SELECTED PASSAGE:

────

Generally, the proposed intervenor meets this requirement if he “‘shows that
representation of his interest may be inadequate, and the burden of making that
showing should be treated as miniminal.’” Danner Constr. Co. Inc. v. Hillsborough
Cnty., No. 8:09-CV-650-T-17TBM, 2009 U.S. Dist. LEXIS 79488, at *12 (M.D. Fla. Aug.
17, 2009) (quoting Trbovich v. United Mine Workers of Am., 404 U.S. 528, 538 n.10
(1972)). The inquiry with regard to this factor “is guided primarily by practical
considerations, not technical distinctions.” Ga. River Network v. United States Army
Corp of Eng’rs, No. 4:10-cv-00267, 2011 U.S. Dist. LEXIS 84327, at *10 (S.D. Ga. Aug.

────

JOB:
Copy the passage on adequate representation, starting with "Generally, the proposed" and going on through "(S.D. Ga. Aug.", replacing "proposed intervenor" with "applicant".

────

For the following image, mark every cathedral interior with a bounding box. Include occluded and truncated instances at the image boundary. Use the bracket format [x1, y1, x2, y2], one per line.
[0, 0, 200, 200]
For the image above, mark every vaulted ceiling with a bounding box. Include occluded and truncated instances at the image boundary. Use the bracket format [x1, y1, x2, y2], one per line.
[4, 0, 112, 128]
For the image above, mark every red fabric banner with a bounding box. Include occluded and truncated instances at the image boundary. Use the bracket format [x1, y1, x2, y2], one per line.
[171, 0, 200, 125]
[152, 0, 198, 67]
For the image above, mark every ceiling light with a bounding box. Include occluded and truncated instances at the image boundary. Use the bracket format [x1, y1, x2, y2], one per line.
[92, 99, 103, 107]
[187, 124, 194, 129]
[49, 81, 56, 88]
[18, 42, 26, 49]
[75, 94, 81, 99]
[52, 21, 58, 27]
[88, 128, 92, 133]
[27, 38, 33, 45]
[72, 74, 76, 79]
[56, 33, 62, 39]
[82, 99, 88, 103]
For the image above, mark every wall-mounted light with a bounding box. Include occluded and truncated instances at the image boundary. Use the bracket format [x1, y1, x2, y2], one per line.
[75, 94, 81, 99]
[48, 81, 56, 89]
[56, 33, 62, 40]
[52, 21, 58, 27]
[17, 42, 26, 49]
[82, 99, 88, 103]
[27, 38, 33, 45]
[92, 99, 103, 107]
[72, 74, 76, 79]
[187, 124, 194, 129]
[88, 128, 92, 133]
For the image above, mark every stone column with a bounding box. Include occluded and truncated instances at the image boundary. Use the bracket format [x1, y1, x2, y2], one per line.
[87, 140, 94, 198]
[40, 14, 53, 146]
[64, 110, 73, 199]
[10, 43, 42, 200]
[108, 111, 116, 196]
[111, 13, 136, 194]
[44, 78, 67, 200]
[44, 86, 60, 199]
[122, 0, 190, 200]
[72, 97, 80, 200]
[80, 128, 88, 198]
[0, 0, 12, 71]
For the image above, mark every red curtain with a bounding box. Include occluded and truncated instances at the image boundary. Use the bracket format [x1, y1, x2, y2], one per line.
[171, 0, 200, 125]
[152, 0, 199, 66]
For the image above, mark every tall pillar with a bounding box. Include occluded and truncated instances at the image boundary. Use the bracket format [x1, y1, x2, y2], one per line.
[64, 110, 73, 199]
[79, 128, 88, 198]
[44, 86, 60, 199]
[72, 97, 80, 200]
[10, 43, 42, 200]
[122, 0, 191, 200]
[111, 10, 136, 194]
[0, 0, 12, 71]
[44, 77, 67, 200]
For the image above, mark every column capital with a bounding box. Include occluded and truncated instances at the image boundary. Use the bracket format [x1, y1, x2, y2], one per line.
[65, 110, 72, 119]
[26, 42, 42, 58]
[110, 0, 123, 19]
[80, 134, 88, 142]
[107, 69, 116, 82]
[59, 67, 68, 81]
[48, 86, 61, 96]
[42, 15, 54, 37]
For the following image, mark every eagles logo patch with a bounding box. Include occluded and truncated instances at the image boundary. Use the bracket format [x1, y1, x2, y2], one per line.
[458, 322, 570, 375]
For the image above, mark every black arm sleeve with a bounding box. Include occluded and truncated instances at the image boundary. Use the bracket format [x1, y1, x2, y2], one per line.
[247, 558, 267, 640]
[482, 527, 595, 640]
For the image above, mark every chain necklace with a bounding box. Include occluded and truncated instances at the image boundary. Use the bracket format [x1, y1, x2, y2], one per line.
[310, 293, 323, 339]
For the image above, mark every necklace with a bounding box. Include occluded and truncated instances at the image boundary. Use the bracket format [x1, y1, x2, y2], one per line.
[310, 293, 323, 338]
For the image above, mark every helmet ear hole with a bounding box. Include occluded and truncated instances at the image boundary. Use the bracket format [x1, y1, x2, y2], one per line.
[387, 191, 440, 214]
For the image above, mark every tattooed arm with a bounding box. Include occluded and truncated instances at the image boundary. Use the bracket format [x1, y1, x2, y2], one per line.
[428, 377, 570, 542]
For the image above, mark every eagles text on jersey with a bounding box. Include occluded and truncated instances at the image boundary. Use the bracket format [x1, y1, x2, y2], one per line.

────

RESULT OF THE TASK:
Generally, the applicant meets this requirement if he “‘shows that
representation of his interest may be inadequate, and the burden of making that
showing should be treated as miniminal.’” Danner Constr. Co. Inc. v. Hillsborough
Cnty., No. 8:09-CV-650-T-17TBM, 2009 U.S. Dist. LEXIS 79488, at *12 (M.D. Fla. Aug.
17, 2009) (quoting Trbovich v. United Mine Workers of Am., 404 U.S. 528, 538 n.10
(1972)). The inquiry with regard to this factor “is guided primarily by practical
considerations, not technical distinctions.” Ga. River Network v. United States Army
Corp of Eng’rs, No. 4:10-cv-00267, 2011 U.S. Dist. LEXIS 84327, at *10 (S.D. Ga. Aug.